## Entries from an annotation dataset
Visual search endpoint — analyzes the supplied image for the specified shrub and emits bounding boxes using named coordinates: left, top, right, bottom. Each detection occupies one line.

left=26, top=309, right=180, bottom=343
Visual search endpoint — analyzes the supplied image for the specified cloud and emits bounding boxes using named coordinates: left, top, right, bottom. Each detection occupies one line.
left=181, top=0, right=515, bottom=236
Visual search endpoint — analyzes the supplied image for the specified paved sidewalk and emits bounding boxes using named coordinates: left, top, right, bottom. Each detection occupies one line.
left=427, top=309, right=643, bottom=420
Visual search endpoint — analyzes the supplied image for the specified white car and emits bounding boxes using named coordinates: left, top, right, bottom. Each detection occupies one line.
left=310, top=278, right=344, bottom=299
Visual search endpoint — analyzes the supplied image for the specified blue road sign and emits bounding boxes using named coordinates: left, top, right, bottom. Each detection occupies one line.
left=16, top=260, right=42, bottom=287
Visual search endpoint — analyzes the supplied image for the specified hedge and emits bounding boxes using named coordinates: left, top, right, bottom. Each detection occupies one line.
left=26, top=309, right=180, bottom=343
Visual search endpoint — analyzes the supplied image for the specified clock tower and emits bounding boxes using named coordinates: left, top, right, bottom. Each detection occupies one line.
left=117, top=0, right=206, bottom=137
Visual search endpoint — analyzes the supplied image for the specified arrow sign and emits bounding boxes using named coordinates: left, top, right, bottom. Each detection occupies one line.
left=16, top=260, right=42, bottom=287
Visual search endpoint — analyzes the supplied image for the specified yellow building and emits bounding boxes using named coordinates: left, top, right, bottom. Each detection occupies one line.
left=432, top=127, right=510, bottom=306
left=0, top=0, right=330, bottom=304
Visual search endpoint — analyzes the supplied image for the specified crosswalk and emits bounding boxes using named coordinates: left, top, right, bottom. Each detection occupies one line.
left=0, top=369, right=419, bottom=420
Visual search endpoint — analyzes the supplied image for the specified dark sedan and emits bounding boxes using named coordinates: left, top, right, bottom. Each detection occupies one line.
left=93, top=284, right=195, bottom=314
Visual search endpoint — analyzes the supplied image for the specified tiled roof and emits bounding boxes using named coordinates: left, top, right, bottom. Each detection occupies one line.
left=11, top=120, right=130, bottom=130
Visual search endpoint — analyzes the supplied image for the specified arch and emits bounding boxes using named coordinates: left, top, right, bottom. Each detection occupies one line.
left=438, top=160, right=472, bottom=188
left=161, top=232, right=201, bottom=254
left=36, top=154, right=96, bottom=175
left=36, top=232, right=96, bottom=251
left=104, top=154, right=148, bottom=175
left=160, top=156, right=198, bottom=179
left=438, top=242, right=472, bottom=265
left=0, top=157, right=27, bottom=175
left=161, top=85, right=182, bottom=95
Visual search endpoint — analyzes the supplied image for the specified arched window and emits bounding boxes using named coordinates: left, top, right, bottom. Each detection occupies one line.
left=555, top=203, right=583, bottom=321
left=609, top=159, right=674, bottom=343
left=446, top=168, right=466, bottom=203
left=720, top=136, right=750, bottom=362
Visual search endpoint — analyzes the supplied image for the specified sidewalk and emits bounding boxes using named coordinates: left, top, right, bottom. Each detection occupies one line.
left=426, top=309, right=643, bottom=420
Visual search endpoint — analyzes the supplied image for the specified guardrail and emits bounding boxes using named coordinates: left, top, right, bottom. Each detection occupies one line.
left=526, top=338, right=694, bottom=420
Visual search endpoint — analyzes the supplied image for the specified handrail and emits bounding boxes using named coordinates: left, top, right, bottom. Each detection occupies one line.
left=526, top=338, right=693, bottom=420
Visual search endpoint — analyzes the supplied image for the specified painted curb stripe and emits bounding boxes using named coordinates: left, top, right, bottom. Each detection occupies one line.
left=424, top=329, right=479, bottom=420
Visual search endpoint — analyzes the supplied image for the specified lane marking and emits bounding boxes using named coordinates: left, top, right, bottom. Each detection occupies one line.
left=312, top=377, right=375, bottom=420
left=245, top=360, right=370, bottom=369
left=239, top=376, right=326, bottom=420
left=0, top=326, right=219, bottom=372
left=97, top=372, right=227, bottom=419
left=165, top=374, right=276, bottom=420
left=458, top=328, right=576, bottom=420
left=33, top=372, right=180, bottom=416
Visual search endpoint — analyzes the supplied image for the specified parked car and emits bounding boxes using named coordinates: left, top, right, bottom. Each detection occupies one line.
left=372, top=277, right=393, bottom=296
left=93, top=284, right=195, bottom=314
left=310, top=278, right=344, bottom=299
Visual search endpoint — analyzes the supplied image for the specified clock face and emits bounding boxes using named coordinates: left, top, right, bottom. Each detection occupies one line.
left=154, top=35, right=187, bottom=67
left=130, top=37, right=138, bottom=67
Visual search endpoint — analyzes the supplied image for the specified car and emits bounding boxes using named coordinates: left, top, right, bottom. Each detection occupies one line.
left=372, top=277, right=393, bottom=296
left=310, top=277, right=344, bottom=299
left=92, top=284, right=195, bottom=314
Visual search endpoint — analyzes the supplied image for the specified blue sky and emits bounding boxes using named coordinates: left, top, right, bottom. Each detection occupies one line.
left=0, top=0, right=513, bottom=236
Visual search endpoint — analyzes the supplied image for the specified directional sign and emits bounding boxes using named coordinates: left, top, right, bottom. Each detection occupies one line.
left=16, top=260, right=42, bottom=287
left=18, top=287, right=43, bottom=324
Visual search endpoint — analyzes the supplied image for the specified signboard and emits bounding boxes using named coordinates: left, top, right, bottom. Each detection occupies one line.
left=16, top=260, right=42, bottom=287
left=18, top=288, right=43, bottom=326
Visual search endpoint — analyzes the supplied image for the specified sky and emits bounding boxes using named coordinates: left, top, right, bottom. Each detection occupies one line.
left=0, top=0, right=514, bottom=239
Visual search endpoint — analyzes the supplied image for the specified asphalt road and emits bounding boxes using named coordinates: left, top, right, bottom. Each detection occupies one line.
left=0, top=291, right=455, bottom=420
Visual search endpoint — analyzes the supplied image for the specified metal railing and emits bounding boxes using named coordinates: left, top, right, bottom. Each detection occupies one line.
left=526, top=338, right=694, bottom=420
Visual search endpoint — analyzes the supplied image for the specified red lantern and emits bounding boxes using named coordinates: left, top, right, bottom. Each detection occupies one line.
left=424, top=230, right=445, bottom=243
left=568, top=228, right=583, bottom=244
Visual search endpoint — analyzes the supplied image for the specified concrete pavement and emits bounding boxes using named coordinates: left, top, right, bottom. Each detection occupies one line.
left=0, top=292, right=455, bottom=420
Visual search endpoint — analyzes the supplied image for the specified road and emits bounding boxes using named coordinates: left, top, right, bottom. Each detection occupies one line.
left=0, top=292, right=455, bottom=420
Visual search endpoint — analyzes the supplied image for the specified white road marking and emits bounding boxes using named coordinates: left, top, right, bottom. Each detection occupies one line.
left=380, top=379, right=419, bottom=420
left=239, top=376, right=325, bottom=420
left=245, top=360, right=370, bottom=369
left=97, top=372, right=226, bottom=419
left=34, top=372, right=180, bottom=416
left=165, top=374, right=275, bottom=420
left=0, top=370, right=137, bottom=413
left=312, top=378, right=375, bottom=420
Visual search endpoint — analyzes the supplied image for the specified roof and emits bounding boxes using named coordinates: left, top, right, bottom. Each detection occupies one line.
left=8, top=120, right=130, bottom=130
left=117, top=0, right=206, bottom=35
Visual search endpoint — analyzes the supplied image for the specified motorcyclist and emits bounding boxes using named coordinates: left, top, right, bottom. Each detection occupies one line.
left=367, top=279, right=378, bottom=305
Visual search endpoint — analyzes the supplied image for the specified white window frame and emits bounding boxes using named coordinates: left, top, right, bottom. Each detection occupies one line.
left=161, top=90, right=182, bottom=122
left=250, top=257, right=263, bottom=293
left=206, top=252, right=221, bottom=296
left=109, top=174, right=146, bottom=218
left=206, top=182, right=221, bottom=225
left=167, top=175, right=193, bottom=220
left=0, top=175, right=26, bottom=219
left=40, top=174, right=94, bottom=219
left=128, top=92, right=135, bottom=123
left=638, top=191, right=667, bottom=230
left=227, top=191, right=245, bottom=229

## Exercise details
Format the stretch from the line containing "the specified directional" through the line containing "left=18, top=288, right=43, bottom=326" as a JSON list of strings, one string per line, with any blank lines omitted.

## Task output
[
  "Visual search endpoint — analyzes the supplied image for the specified directional sign and emits bounding boxes using named coordinates: left, top, right, bottom. Each detection occupies one line.",
  "left=16, top=260, right=42, bottom=287",
  "left=18, top=287, right=43, bottom=324",
  "Visual search endpoint — analyzes the supplied image for the specified signboard and emits bounding boxes using named coordinates: left, top, right, bottom. Each detection occupies one line.",
  "left=16, top=260, right=42, bottom=287",
  "left=18, top=288, right=43, bottom=326"
]